Ces nomades disposant de peu de place ne produisent qu'en petits formats : descentes de lit et foyers. La laine est soyeuse et douce, et acquiert un beau poli avec l'usage.

Le Turkestan a comme provenances majeures : Boukhara. Pendik, Yamoth, Khiva, Samarkand. La laine de Boukhara, la ville célèbre par ses trois cent soixante-cinq mosquées, est d'une finesse exceptionnelle, avec des bordures ouvragées sur un fond rouge vif portant des médaillons bleu intense. La qualité de laine est des plus précieuses et n'a d'égale que l'inaltérabilité des couleurs.

L'Afghan a presque toujours des fonds en rouges très variés de nuances avec des dessins typiquement octogonaux, en trois à cinq rangées, et des motifs colorés en bleu. L'identification en est très facile. Les Kizils-Yaaks aux médaillons ivoirés contiennent du coton.

__DONNÉES FOURNIES__:
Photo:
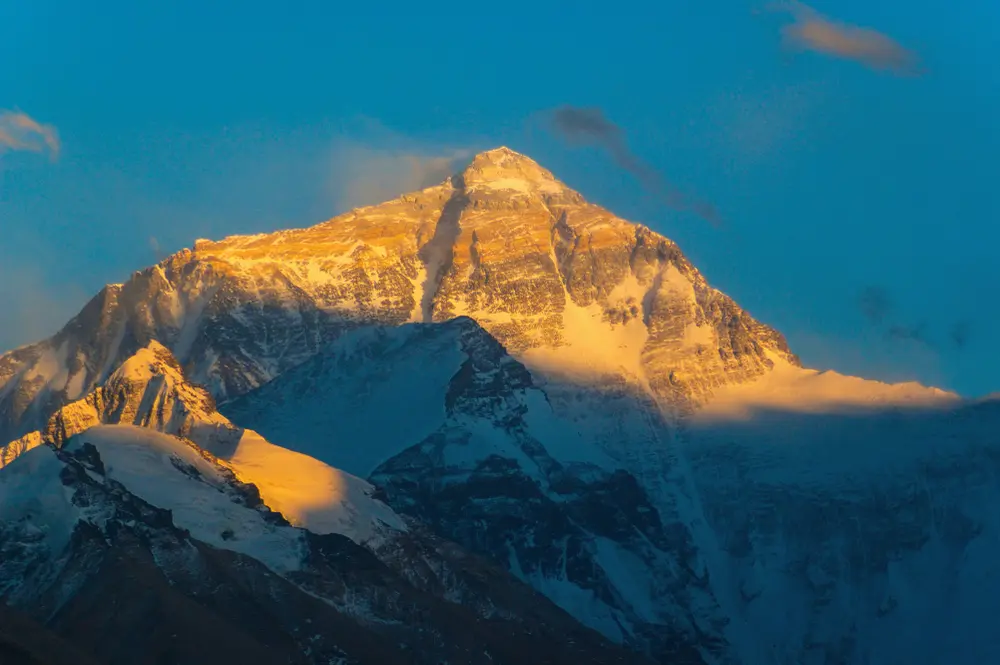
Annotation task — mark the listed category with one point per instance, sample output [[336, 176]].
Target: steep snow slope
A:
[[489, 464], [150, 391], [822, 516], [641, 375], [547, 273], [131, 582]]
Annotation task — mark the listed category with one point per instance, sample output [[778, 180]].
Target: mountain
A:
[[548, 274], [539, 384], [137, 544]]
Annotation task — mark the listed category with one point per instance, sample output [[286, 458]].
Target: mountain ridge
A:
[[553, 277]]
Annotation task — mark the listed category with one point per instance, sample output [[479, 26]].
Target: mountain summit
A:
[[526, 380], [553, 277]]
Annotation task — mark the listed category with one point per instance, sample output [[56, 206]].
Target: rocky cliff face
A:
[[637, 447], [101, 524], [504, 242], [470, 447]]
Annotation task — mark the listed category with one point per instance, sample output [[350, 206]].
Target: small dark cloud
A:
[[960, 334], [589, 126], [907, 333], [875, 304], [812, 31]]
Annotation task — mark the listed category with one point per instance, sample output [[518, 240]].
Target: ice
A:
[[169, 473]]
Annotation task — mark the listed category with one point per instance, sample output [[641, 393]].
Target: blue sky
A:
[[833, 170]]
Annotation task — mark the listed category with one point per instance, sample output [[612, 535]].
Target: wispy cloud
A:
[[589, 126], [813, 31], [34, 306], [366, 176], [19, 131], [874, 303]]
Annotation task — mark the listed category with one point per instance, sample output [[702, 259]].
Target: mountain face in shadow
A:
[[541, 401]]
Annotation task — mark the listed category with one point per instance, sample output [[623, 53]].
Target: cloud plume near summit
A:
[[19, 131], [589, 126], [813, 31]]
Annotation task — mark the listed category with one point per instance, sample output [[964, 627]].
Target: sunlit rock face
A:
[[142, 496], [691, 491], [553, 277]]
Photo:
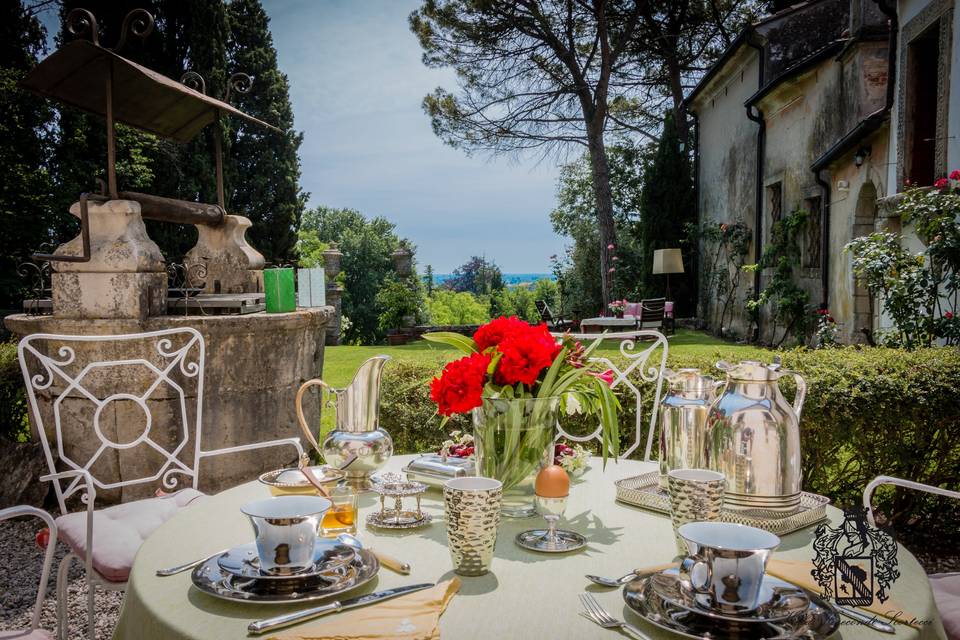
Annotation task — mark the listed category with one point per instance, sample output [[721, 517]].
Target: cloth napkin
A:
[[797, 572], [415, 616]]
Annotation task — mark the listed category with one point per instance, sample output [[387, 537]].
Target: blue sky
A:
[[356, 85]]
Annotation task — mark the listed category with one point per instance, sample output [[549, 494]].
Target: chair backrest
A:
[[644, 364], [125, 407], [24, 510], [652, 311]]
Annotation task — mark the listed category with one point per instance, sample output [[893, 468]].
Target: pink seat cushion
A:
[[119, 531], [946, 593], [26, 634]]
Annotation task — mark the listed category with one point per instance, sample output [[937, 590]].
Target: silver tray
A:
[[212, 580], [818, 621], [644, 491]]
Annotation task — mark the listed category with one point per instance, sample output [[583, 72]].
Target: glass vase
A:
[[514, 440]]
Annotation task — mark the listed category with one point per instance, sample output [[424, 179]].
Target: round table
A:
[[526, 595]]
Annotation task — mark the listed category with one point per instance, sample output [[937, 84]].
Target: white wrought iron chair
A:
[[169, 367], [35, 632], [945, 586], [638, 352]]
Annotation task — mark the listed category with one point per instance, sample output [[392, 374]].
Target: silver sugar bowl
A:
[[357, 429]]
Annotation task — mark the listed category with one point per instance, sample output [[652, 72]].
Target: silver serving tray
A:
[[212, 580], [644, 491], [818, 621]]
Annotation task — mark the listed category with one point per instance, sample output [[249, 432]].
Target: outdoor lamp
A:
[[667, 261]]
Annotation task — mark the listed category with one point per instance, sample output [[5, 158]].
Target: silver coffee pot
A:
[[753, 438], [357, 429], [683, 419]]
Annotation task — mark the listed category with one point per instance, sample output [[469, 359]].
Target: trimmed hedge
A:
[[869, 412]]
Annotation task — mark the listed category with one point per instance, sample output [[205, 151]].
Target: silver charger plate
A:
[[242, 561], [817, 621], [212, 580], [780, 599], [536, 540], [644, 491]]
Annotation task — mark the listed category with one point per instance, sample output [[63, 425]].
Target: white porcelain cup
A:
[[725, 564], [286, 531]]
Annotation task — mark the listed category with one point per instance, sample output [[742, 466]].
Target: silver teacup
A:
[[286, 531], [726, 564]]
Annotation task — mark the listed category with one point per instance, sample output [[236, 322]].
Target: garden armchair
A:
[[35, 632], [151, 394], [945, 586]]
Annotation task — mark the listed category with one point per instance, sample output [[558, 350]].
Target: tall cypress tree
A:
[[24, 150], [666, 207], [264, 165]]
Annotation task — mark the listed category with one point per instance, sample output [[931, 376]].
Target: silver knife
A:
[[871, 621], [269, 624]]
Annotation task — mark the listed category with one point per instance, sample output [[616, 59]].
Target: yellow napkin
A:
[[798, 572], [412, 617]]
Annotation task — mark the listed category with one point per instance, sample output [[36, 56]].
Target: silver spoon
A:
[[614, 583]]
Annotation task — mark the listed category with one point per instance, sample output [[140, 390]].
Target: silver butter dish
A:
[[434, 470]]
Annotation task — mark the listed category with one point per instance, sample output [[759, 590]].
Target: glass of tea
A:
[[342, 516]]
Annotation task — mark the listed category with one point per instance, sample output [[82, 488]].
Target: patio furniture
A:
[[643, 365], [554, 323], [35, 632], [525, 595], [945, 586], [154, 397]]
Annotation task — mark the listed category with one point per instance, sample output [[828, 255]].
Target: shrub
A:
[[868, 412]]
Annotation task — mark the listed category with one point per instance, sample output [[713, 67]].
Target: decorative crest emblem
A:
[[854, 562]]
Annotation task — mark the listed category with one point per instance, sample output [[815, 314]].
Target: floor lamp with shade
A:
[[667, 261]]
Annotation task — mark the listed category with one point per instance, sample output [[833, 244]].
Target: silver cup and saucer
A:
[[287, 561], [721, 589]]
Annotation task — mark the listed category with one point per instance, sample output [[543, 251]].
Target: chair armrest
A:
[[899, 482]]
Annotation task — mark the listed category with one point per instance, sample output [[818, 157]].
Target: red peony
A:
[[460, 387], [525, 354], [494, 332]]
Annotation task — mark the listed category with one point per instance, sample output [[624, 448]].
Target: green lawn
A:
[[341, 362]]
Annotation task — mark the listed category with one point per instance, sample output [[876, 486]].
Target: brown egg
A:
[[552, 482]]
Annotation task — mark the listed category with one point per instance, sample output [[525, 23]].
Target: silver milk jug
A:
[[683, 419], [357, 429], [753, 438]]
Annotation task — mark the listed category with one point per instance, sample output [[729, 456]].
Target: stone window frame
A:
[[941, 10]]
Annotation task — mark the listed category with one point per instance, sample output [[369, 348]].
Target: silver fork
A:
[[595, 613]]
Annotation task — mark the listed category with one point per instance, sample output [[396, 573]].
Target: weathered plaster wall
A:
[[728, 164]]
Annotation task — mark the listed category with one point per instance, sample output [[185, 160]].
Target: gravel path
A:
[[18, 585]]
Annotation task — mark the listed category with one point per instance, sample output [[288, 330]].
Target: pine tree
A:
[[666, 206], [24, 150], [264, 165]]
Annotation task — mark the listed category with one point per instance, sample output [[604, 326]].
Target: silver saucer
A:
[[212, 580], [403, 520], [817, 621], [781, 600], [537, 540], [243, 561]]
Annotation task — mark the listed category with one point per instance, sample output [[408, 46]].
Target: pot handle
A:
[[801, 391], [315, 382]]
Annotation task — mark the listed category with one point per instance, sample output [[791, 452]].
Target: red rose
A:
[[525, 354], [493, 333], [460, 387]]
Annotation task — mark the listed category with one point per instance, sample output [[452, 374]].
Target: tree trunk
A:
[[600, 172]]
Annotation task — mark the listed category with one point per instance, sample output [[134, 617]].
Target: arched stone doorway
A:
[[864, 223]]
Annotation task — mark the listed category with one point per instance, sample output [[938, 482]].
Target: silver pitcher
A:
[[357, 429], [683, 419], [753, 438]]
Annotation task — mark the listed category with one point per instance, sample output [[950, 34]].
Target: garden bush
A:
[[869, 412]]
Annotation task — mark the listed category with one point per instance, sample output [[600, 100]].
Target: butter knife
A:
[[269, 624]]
* * *
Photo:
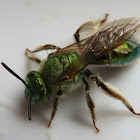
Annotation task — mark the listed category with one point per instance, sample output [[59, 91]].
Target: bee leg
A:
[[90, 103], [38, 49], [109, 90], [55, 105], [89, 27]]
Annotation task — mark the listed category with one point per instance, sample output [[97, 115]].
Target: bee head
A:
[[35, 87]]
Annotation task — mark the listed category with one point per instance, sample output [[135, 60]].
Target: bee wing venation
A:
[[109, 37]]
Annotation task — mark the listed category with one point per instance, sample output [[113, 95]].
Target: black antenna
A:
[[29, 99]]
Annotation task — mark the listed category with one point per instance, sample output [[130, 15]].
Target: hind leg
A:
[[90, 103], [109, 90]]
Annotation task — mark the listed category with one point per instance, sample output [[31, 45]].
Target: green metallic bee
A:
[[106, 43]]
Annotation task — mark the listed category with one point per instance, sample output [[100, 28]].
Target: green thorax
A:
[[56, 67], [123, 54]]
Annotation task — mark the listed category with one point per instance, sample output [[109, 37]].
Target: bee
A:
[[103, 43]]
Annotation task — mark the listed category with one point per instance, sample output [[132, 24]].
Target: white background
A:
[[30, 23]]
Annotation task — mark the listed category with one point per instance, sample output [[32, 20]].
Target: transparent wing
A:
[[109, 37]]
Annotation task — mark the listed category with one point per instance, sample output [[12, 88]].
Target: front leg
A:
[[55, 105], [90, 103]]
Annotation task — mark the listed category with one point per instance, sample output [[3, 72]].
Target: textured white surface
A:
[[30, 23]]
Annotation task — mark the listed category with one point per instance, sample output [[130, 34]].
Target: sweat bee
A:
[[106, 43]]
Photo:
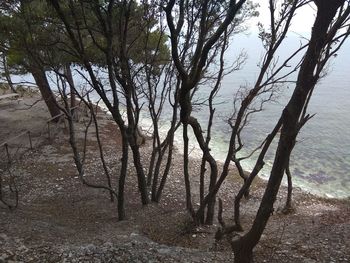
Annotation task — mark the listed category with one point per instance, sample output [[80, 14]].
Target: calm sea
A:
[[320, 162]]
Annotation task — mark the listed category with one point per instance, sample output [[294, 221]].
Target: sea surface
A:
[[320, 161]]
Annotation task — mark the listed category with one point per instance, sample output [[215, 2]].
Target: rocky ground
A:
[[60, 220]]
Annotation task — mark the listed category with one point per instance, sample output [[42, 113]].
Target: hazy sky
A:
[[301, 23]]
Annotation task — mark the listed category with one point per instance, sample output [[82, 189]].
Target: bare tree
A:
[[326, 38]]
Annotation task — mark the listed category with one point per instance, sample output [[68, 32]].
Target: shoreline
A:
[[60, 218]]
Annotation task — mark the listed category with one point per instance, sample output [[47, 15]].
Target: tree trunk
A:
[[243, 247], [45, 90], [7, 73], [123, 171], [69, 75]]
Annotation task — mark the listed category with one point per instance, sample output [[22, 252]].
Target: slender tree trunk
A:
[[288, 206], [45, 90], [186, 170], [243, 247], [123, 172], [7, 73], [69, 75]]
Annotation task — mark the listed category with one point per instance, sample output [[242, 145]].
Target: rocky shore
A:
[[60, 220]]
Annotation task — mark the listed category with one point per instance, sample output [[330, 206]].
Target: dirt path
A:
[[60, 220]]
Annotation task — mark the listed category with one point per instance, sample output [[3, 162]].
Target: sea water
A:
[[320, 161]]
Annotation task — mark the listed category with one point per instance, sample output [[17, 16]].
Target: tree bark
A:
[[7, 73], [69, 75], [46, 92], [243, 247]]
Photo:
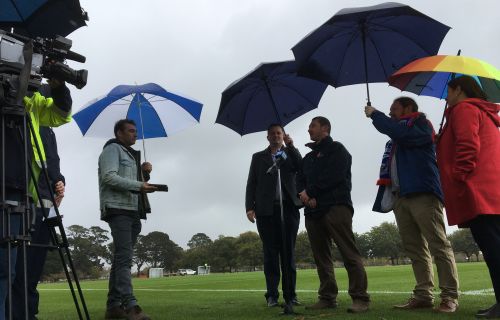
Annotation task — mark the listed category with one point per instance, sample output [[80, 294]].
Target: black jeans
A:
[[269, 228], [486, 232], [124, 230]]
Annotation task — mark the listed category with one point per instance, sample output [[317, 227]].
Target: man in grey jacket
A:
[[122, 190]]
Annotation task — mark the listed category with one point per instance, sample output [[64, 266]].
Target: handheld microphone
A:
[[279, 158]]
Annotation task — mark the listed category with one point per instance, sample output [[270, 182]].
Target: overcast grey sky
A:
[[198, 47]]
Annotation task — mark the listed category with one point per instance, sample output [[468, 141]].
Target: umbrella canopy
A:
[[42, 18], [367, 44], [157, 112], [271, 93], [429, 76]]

__CONSIGNES À SUIVRE__:
Veuillez recopier à l'identique le passage du texte sur les tapis qui va de « Ces nomades disposant » jusqu'à « poli avec l'usage. ».

__CORRIGÉ__:
Ces nomades disposant de peu de place ne produisent qu'en petits formats : descentes de lit et foyers. La laine est soyeuse et douce, et acquiert un beau poli avec l'usage.